Selected extract section start

Senate moves to provide legal backing for Atomic Energy Commission

THE Nigerian Senate has taken steps to provide legal support for the Nigeria Atomic Energy Commission (NAEC), which was established 46 years ago.

At a public hearing on Thursday, April 27, the Senate Committee on Science and Technology said the move is intended to align the Commission with current global dynamics.

The two bills discussed at the public hearing were the ‘Nigeria Atomic Energy Commission (NAEC) Act (Repeal and Reenactment) Bill 2022’, and the ‘Nigerian Content in Programmes, Contracts, Science, Engineering, Technology and Innovation (Establishment) Bill, 2023’.

In her opening remarks, Chairperson of the Senate committee Senator Uche Ekwunife said the passage of the Nigeria Atomic Energy Commission Act (repeal and reenactment) was crucial for the advancement of the science and technology sector.

She noted that the original Act was passed 46 years ago in 1976, and since then, no legislative steps had been taken to update the Commission to reflect current global realities.

Ekwunife went on to explain that the bill aimed to repeal the Atomic Energy Commission Act (CAP.N91) Laws of the Federation to streamline its provisions.

She stressed that the bill would ensure the Commission can implement the National Nuclear Programme in accordance with international standards and Nigeria’s obligations under relevant international legal instruments.

Ekwunife explained that the repeal of the Act was not intended to encourage negative use of nuclear power, such as armament, but rather for peaceful purposes, including medical diagnoses and others.

She said that the repeal of the Act would also enable the Commission to explore and harness atomic energy for sustainable national development.

Selected extract section end
Supplied information section start

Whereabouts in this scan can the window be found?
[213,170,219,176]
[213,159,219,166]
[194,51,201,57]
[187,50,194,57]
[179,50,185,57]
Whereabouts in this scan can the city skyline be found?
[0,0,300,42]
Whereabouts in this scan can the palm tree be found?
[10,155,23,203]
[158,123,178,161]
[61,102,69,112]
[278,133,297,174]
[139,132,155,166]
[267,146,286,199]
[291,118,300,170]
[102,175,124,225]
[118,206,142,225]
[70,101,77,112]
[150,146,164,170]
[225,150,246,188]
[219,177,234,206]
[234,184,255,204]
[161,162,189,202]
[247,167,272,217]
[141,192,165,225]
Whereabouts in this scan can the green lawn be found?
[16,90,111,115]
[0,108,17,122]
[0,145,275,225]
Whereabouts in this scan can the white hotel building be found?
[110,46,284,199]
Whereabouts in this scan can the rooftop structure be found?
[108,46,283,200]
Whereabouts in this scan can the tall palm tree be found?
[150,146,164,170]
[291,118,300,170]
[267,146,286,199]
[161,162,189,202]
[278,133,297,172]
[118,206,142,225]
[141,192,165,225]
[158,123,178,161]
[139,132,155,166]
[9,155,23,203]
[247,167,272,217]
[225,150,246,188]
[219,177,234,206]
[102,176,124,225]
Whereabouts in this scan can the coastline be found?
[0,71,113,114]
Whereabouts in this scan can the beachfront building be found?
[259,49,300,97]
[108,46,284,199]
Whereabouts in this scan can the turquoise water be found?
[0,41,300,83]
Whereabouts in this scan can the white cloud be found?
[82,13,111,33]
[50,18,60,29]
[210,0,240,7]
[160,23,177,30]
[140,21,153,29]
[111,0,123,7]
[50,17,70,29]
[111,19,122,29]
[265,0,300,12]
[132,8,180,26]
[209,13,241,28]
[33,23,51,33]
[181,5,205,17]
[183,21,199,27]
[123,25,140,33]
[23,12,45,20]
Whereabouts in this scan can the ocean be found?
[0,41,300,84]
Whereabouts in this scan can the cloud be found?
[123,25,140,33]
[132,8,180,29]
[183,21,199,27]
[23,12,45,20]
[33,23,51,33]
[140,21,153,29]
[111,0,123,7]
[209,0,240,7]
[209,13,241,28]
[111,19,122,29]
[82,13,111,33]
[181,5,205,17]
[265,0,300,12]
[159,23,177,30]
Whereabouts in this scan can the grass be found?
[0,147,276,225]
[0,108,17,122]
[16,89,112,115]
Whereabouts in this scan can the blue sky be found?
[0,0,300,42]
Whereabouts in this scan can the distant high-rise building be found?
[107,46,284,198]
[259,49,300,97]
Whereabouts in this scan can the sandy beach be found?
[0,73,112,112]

Supplied information section end

▶ Task objective:
Please retype the passage from the article on the Atomic Energy Commission bill, from "She noted that" up to and including "streamline its provisions.". This material has nothing to do with the article on the Atomic Energy Commission bill.

▶ Expected answer:
She noted that the original Act was passed 46 years ago in 1976, and since then, no legislative steps had been taken to update the Commission to reflect current global realities.

Ekwunife went on to explain that the bill aimed to repeal the Atomic Energy Commission Act (CAP.N91) Laws of the Federation to streamline its provisions.